Top of Provided records
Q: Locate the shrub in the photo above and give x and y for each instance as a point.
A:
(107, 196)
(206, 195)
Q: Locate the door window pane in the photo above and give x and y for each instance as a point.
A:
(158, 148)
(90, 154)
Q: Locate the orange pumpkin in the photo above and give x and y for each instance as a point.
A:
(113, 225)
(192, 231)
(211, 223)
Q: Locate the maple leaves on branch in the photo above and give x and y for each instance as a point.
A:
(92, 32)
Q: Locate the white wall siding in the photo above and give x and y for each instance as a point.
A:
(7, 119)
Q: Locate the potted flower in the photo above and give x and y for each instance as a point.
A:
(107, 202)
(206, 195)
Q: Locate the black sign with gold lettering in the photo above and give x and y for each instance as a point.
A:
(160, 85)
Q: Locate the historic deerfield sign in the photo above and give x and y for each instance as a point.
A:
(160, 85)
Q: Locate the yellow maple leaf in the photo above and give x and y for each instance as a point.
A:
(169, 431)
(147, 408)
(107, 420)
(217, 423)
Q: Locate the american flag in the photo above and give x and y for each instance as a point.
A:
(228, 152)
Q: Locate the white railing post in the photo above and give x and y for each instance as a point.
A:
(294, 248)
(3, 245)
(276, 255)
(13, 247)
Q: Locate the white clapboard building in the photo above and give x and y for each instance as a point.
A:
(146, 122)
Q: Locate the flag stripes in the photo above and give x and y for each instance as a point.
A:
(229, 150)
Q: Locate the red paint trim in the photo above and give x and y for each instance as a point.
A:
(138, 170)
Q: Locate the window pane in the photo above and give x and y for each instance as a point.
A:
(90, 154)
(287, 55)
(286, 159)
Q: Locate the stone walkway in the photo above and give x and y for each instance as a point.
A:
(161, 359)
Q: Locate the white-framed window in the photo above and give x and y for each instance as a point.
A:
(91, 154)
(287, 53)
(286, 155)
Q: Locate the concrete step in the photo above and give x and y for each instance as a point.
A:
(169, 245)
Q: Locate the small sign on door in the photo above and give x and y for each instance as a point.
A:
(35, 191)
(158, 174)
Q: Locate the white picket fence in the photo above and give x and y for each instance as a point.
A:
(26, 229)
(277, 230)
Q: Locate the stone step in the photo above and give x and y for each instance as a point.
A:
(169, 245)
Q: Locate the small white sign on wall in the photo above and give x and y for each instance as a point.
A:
Bottom of Provided records
* What to produce *
The number alone is wanted: how many lines of the records above include the string "sign".

* Exercise solution *
4